> _What is being asked_:
Your job is to reproduce all of the data exactly.

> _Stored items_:
Segment Open

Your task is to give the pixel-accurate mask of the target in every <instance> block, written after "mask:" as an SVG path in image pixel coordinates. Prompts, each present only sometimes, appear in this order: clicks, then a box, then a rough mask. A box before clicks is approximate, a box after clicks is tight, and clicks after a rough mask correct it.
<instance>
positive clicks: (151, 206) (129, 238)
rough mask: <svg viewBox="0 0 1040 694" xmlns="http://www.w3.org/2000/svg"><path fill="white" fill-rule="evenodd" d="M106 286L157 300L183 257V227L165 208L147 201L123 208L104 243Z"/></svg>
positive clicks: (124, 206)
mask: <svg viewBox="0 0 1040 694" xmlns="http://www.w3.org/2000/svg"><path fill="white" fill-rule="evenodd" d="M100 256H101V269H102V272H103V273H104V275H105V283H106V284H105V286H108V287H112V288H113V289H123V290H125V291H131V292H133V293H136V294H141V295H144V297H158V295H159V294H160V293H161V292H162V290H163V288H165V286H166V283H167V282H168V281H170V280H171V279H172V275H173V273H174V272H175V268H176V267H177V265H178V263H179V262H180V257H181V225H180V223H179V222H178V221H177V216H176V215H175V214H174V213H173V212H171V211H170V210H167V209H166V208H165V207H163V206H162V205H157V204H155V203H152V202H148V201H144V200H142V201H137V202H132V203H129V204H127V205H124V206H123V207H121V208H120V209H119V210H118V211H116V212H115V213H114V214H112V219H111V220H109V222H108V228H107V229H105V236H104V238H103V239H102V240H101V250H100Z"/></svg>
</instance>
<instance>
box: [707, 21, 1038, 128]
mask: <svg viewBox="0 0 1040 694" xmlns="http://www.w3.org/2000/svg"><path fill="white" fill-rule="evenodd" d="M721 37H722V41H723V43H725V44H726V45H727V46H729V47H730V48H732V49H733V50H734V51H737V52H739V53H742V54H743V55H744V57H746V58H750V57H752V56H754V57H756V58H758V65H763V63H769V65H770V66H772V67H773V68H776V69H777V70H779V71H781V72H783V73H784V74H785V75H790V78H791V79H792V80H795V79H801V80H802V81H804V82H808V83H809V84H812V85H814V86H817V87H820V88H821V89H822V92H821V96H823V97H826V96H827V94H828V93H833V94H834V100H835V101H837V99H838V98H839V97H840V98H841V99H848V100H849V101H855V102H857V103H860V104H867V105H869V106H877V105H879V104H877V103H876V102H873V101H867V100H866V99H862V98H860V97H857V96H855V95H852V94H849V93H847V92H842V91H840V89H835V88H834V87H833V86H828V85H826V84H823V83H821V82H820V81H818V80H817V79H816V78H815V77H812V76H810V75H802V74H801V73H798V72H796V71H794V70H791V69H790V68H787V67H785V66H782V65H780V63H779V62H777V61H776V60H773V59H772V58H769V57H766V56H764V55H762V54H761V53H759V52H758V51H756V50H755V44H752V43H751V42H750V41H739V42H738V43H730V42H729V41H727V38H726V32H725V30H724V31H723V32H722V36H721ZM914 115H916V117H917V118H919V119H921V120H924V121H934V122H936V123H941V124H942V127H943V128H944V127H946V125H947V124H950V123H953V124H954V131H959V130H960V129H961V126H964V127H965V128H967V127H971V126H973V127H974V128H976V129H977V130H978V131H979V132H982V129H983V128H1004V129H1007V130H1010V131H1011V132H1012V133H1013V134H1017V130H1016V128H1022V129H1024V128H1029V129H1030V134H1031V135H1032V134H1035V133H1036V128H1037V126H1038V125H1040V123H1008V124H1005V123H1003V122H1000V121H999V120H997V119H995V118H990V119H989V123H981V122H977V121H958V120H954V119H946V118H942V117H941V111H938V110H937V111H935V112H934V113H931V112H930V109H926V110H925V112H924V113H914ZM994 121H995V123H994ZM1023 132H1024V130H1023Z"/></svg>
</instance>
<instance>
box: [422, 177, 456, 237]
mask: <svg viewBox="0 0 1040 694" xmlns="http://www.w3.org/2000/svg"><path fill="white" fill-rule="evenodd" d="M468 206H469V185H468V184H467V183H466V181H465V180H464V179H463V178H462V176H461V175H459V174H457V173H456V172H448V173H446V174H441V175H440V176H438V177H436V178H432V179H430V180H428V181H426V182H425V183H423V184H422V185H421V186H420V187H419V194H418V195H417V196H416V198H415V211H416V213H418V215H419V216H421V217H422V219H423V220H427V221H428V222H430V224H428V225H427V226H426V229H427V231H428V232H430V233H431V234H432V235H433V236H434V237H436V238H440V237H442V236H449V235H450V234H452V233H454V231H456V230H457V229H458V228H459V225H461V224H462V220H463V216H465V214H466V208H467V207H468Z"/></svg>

Segment Closed

> _Answer to the exercise_:
Your task is to give the pixel-accurate mask of the target in every <instance> block, written after "mask:" as an SVG path in image pixel coordinates. Prompts, each present only sometimes, appear in this order: clicks, then a box, then a rough mask. A box before clicks is approximate, a box after clicks is tight, and clicks after a rough mask correct it.
<instance>
positive clicks: (151, 206) (129, 238)
rough mask: <svg viewBox="0 0 1040 694" xmlns="http://www.w3.org/2000/svg"><path fill="white" fill-rule="evenodd" d="M106 286L157 300L183 257V227L165 208L147 201L123 208L104 243Z"/></svg>
positive clicks: (124, 206)
mask: <svg viewBox="0 0 1040 694" xmlns="http://www.w3.org/2000/svg"><path fill="white" fill-rule="evenodd" d="M100 256H101V269H102V272H103V273H104V275H105V283H106V284H105V286H108V287H112V288H113V289H123V290H125V291H131V292H133V293H136V294H141V295H144V297H158V295H159V294H160V293H161V292H162V290H163V288H165V286H166V283H167V282H168V281H170V280H171V279H172V275H173V273H174V272H175V268H176V267H177V265H178V263H179V262H180V257H181V225H180V223H179V222H178V221H177V216H176V215H175V214H174V213H173V212H171V211H170V210H167V209H166V208H165V207H163V206H162V205H157V204H155V203H152V202H148V201H144V200H142V201H137V202H132V203H129V204H127V205H124V206H123V207H121V208H120V209H119V210H118V211H116V212H115V213H114V214H112V219H111V220H109V222H108V228H107V229H105V236H104V238H103V239H102V240H101V250H100Z"/></svg>
</instance>
<instance>
box: [707, 21, 1038, 128]
mask: <svg viewBox="0 0 1040 694" xmlns="http://www.w3.org/2000/svg"><path fill="white" fill-rule="evenodd" d="M721 37H722V41H723V43H725V44H726V45H727V46H729V47H730V48H732V49H733V50H734V51H737V52H739V53H742V54H743V55H744V57H746V58H750V57H752V56H754V57H756V58H758V65H763V63H769V65H770V66H772V67H773V68H776V69H777V70H779V71H781V72H783V73H784V74H785V75H790V78H791V79H792V80H795V79H801V80H802V81H804V82H808V83H809V84H812V85H814V86H817V87H820V88H821V89H822V92H821V96H823V97H826V96H827V94H828V93H833V94H834V100H835V101H837V99H838V98H839V97H840V98H841V99H848V100H849V101H855V102H857V103H860V104H867V105H869V106H877V105H879V104H877V103H876V102H873V101H867V100H866V99H862V98H860V97H857V96H855V95H852V94H849V93H847V92H842V91H840V89H835V88H834V87H833V86H828V85H826V84H823V83H821V82H820V81H818V80H817V79H816V78H815V77H812V76H810V75H802V74H801V73H798V72H796V71H794V70H791V69H790V68H787V67H785V66H782V65H780V63H779V62H777V61H776V60H773V59H772V58H769V57H766V56H764V55H762V54H761V53H759V52H758V51H756V50H755V44H752V43H751V42H750V41H739V42H738V43H730V42H729V41H727V38H726V32H725V30H724V31H723V32H722V36H721ZM914 115H916V117H917V118H919V119H921V120H924V121H934V122H936V123H941V124H942V127H943V128H944V127H946V125H947V124H950V123H953V124H954V131H959V130H960V129H961V126H964V127H965V128H967V127H971V126H973V127H974V128H976V129H977V130H978V131H979V132H982V129H983V128H1004V129H1007V130H1010V131H1011V132H1012V133H1013V134H1017V130H1016V128H1022V129H1024V128H1029V129H1030V134H1031V135H1032V134H1035V133H1036V128H1037V126H1038V125H1040V123H1008V124H1005V123H1003V122H1000V121H999V120H997V119H995V118H990V119H989V123H981V122H977V121H958V120H954V119H946V118H942V117H941V111H938V110H937V111H935V112H934V113H931V112H930V109H926V110H925V112H924V113H914ZM994 121H995V123H994ZM1023 132H1024V130H1023Z"/></svg>
</instance>
<instance>
box: [422, 177, 456, 237]
mask: <svg viewBox="0 0 1040 694" xmlns="http://www.w3.org/2000/svg"><path fill="white" fill-rule="evenodd" d="M468 206H469V185H468V184H467V183H466V181H465V180H464V179H463V178H462V176H461V175H459V174H457V173H456V172H448V173H446V174H441V175H440V176H438V177H436V178H432V179H430V180H428V181H426V182H425V183H423V184H422V185H421V186H420V187H419V194H418V195H417V196H416V198H415V211H416V213H418V215H419V216H421V217H422V219H423V220H427V221H428V222H430V224H428V225H427V226H426V229H427V231H428V232H430V233H431V234H432V235H433V236H434V237H436V238H440V237H442V236H449V235H450V234H452V233H454V231H456V230H457V229H458V228H459V225H461V224H462V220H463V216H465V214H466V208H467V207H468Z"/></svg>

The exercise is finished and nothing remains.